• INSTRUCTIONS TO FOLLOW
The line containing "mark: the climbing vine on wall" marks where to begin; quote it and every line after it through the end of the data, exactly as written.

• DATA LISTING
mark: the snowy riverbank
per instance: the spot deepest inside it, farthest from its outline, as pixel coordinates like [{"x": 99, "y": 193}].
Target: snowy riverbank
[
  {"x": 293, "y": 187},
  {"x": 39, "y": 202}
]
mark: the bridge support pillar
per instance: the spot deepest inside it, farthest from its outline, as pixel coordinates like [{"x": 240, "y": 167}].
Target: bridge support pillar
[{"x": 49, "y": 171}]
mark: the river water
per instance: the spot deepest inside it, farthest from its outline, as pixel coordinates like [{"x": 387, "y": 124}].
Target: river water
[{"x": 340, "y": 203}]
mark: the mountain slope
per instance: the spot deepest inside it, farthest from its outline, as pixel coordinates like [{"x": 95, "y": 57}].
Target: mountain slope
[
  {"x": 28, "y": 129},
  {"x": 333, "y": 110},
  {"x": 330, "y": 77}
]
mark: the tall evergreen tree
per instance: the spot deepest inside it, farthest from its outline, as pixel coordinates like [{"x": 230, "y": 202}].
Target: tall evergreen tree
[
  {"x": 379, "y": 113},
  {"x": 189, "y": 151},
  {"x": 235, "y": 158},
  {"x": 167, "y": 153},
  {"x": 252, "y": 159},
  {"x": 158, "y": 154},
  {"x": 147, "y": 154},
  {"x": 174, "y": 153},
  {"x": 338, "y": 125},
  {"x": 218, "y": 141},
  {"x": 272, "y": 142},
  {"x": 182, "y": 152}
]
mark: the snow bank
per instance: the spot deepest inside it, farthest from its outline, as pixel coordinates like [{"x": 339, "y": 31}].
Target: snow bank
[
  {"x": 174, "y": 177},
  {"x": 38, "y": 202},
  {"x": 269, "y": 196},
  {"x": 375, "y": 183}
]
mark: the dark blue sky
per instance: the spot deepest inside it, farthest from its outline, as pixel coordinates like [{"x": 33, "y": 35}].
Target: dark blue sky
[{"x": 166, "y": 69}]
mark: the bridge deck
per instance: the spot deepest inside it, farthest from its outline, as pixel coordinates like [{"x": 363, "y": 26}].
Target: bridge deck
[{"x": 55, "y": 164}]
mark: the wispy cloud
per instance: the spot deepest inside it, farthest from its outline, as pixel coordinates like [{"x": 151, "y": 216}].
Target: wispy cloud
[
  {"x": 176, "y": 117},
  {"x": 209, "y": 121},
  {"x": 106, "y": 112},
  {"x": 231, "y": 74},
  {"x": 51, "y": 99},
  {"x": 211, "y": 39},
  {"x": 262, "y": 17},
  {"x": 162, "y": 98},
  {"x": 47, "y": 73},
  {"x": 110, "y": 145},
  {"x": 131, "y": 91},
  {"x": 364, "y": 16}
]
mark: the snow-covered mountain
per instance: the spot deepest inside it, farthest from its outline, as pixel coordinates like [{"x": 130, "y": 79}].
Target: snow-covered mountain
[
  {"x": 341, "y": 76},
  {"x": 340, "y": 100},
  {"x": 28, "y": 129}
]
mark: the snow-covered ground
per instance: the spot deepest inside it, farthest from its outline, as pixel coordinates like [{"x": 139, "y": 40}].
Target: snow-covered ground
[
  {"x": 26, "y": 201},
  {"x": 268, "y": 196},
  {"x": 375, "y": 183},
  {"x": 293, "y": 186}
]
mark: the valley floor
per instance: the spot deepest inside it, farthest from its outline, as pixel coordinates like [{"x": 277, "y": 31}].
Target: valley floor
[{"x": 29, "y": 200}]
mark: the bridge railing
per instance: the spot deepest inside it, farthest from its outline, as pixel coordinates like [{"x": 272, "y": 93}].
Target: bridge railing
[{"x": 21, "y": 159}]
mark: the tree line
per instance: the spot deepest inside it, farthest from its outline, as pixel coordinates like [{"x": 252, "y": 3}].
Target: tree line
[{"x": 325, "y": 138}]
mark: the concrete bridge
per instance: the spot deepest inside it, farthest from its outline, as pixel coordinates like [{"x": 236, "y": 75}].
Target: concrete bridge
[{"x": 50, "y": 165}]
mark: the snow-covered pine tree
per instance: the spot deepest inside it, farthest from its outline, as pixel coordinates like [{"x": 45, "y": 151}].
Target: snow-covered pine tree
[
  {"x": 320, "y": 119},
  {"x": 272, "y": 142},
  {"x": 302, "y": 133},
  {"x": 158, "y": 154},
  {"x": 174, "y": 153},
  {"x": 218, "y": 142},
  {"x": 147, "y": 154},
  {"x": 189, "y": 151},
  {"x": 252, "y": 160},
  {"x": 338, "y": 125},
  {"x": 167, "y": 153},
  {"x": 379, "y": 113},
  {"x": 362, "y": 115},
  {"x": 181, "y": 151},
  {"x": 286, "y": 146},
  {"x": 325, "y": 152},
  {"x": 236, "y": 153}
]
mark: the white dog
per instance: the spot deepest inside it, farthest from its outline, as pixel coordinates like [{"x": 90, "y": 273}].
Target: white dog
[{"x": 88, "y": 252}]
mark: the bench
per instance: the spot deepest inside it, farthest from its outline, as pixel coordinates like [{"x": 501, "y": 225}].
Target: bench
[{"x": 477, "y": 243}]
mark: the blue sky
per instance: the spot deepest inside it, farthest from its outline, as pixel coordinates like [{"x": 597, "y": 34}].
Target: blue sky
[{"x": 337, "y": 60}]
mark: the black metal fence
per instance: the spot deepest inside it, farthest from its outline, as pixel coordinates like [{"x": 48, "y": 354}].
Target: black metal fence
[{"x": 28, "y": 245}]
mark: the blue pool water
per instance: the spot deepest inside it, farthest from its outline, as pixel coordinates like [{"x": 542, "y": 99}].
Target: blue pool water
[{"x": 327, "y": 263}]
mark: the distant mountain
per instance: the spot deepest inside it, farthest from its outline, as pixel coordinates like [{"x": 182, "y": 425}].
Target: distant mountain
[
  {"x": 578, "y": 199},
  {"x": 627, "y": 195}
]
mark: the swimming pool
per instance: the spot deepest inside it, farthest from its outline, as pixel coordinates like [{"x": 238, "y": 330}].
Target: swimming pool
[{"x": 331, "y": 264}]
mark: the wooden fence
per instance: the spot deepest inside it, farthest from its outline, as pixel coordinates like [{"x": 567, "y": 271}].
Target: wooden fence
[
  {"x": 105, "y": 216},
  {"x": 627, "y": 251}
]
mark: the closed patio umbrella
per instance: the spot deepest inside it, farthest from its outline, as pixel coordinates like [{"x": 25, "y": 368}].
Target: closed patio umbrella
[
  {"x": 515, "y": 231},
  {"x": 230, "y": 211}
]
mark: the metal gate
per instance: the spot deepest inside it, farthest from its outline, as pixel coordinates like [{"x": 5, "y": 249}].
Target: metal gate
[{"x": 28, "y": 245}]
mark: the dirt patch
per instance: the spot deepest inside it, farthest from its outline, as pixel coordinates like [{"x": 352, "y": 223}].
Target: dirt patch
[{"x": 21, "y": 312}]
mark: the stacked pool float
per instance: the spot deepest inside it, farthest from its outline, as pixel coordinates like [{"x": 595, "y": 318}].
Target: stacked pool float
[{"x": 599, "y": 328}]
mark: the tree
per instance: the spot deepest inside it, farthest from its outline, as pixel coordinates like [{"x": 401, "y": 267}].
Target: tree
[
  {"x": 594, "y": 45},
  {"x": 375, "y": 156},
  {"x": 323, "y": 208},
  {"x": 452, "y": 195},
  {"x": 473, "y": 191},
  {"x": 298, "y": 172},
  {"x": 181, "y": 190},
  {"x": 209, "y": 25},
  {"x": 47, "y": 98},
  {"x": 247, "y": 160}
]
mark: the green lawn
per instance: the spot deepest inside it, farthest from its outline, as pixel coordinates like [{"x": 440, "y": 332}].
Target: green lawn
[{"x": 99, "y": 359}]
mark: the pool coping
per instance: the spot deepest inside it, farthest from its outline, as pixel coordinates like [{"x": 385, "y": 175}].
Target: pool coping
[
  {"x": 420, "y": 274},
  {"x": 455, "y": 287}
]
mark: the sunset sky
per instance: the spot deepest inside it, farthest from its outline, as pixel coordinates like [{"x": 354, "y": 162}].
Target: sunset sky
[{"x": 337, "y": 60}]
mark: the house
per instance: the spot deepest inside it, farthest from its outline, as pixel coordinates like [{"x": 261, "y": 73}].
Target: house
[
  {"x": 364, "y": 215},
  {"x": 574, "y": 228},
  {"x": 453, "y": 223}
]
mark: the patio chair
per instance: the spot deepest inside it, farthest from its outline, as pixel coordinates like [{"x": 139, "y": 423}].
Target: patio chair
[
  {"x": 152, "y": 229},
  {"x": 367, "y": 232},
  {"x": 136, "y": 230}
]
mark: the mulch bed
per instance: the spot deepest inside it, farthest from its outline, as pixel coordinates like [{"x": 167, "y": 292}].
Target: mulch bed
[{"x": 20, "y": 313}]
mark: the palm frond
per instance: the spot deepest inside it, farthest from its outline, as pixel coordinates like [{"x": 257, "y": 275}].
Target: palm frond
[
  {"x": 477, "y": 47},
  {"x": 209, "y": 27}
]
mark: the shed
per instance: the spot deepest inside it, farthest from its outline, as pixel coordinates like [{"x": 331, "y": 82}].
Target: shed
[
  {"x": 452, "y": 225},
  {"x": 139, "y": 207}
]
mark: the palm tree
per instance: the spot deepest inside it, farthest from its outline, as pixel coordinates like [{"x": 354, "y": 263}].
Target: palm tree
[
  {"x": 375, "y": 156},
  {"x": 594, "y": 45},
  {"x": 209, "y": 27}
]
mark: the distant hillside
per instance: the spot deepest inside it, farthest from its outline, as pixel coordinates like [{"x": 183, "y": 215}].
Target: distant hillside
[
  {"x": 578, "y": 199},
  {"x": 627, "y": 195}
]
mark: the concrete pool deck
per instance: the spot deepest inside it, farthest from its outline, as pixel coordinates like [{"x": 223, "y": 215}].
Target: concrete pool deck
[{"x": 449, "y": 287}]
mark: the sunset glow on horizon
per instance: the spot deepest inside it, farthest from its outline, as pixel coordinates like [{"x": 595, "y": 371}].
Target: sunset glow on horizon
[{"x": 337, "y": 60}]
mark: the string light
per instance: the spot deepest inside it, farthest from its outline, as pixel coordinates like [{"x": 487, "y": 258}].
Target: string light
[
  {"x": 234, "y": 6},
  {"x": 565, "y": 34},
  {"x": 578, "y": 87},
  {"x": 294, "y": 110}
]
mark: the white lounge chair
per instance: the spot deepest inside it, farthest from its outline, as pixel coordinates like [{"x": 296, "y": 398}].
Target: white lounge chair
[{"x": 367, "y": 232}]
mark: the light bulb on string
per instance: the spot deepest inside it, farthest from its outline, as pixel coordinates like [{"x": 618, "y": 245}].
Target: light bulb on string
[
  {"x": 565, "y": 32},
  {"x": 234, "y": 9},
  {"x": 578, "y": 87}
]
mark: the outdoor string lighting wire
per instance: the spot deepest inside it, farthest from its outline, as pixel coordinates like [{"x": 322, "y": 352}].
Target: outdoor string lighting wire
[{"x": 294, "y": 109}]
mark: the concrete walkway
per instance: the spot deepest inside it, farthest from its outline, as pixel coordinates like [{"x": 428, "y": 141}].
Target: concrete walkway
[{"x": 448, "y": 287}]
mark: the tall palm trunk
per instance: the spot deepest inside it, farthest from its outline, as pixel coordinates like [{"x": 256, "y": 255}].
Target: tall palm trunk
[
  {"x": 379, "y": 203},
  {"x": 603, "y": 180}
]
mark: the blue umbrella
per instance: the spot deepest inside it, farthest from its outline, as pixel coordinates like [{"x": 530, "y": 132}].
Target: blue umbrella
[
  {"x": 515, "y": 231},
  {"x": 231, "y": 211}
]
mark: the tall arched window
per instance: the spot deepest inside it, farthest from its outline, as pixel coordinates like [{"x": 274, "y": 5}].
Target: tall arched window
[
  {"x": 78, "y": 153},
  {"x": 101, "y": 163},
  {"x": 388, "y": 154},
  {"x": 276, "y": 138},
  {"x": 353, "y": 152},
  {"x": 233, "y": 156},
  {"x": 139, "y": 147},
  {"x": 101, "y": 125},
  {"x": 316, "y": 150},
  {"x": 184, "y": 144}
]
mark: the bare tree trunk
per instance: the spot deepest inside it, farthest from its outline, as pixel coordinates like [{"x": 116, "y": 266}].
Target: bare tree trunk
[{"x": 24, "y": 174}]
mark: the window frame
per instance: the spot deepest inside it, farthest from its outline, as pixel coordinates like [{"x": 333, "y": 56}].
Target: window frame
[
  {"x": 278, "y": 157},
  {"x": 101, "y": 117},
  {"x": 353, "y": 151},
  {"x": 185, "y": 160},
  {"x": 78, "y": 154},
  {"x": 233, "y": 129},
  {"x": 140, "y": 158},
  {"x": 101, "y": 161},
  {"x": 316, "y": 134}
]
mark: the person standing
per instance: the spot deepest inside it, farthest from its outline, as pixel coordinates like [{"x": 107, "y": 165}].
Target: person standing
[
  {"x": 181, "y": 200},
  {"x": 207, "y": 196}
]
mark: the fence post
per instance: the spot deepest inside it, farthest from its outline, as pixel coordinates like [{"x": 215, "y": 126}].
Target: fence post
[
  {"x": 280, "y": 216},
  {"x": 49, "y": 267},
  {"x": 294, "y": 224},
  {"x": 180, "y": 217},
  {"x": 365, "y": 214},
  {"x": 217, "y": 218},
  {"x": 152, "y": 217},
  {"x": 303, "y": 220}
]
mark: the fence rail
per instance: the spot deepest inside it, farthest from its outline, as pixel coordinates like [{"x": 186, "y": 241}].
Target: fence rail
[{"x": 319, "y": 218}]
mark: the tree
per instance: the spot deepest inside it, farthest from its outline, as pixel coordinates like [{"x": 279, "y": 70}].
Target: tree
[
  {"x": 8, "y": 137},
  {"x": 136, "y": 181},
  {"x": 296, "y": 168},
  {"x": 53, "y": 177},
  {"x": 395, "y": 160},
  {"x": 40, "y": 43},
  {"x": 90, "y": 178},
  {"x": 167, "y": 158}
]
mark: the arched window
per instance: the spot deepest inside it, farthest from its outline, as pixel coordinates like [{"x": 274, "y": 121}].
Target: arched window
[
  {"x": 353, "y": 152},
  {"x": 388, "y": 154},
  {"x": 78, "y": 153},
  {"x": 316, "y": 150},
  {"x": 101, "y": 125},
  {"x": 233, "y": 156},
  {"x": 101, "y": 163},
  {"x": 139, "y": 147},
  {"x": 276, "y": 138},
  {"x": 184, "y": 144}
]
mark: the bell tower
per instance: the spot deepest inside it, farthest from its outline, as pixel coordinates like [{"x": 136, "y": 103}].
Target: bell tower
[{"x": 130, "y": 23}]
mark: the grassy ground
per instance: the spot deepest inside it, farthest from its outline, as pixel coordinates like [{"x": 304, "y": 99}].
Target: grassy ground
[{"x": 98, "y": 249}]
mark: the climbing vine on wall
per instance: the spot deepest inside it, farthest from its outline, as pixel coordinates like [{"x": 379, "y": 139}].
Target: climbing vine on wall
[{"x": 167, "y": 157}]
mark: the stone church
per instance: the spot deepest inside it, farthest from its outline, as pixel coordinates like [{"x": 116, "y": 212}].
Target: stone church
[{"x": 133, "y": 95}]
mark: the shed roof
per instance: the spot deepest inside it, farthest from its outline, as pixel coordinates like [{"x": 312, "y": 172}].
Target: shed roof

• SOLUTION TO THE PROBLEM
mark: the climbing vine on wall
per instance: the spot deepest inside it, farthest from its outline, as pixel coordinates like [{"x": 379, "y": 139}].
Target: climbing vine on wall
[{"x": 167, "y": 157}]
mark: the stone church
per instance: the spot deepest inside it, farthest from its outline, as pixel coordinates like [{"x": 116, "y": 212}].
Target: stone church
[{"x": 133, "y": 95}]
mark: the shed roof
per instance: the spot deepest inside it, farthest from its outline, as pixel coordinates like [{"x": 312, "y": 172}].
Target: shed roof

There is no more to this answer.